Skip to content

Non-Asymptotic Analysis of Efficiency in Conformalized Regression

Conference: ICLR 2026
arXiv: 2510.07093
Code: None
Area: Optimization / Statistical Learning Theory
Keywords: Conformal Prediction, Quantile Regression, Non-asymptotic Analysis, Prediction Set Efficiency, Uncertainty Quantification

TL;DR

Establish the first non-asymptotic efficiency bounds for Conformalized Quantile Regression (CQR) and Conformalized Median Regression (CMR) under SGD training, explicitly characterizing the joint dependence of prediction set length deviation on training sample size \(n\), calibration sample size \(m\), and miscoverage rate \(\alpha\).

Background & Motivation

Conformal Prediction is a distribution-free framework that provides prediction sets with coverage guarantees for black-box models. In regression tasks, the efficiency of conformal prediction is typically measured by the expected length of the prediction interval—the smaller the prediction set, the better, provided the coverage condition \(\mathbb{P}[Y \in \mathcal{C}(X)] \geq 1-\alpha\) is met.

Existing efficiency analyses mainly face two issues:

Asymptotic Analysis: Proving that prediction sets converge to the oracle set as the sample size goes to infinity, but failing to provide finite-sample guarantees.

Prior Non-asymptotic Bounds: Typically treating \(\alpha\) as a constant and only considering the impact of the calibration set size \(m\), while ignoring the effects of the training set size \(n\) and the value of \(\alpha\).

### WHAT IS NEEDED
Reproduce word for word the passage of the page on conformalized regression efficiency from "Non-Asymptotic Analysis of" to "miscoverage rate \(\alpha\).".

### ENTRIES PROVIDED
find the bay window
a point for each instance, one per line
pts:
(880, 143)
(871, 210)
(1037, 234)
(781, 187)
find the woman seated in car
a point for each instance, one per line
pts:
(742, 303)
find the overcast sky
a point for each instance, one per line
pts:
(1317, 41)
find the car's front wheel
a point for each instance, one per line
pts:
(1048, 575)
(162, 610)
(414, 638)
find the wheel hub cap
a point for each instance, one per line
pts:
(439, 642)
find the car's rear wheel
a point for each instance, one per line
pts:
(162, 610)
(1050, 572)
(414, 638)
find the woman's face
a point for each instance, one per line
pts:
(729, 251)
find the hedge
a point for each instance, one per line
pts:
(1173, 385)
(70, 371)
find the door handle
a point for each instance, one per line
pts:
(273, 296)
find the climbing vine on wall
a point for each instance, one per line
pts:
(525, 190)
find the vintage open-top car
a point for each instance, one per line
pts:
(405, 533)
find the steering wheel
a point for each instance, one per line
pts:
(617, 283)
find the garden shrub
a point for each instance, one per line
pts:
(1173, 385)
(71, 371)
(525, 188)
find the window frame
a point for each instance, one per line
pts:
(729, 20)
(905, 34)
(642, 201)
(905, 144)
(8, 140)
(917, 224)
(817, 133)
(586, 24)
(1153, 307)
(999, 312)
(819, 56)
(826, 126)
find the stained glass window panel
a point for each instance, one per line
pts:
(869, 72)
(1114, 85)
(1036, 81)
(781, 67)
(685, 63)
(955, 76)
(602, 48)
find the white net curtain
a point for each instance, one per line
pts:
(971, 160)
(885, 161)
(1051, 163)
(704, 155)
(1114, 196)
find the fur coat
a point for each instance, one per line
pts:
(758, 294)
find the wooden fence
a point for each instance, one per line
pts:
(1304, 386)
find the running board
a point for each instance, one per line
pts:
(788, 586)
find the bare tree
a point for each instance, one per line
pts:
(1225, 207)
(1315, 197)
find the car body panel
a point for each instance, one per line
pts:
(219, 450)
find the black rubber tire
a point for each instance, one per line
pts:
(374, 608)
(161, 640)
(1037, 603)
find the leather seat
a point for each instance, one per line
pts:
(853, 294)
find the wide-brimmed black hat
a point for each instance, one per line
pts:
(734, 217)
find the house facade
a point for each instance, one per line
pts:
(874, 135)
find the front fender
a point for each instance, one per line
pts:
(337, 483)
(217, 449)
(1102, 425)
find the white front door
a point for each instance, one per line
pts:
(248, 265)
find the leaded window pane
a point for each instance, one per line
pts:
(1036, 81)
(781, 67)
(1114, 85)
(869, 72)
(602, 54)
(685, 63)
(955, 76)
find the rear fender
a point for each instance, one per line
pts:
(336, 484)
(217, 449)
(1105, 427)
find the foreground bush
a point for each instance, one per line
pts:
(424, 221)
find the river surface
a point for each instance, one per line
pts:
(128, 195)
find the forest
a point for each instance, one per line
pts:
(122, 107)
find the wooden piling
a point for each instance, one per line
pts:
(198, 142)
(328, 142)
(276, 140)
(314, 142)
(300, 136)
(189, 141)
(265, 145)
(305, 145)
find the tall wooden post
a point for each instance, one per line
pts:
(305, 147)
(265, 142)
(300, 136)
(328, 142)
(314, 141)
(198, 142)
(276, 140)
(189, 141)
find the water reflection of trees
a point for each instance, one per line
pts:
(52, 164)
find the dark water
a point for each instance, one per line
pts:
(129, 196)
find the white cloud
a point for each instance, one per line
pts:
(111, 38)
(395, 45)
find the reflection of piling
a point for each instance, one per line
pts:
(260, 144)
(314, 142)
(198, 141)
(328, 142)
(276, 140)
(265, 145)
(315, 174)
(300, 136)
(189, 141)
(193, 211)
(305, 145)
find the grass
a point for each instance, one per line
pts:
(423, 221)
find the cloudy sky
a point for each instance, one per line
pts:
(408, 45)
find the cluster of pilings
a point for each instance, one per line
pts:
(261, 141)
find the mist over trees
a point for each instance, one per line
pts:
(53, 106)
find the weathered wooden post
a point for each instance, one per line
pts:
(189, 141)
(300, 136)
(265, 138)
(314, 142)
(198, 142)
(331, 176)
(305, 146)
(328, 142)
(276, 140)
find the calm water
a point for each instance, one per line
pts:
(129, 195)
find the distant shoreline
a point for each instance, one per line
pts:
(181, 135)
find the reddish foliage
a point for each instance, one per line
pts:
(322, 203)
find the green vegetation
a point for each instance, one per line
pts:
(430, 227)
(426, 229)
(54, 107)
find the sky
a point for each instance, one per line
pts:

### EXERCISE ANSWER
Non-Asymptotic Analysis of Efficiency in Conformalized Regression

Conference: ICLR 2026
arXiv: 2510.07093
Code: None
Area: Optimization / Statistical Learning Theory
Keywords: Conformal Prediction, Quantile Regression, Non-asymptotic Analysis, Prediction Set Efficiency, Uncertainty Quantification

TL;DR

Establish the first non-asymptotic efficiency bounds for Conformalized Quantile Regression (CQR) and Conformalized Median Regression (CMR) under SGD training, explicitly characterizing the joint dependence of prediction set length deviation on training sample size \(n\), calibration sample size \(m\), and miscoverage rate \(\alpha\).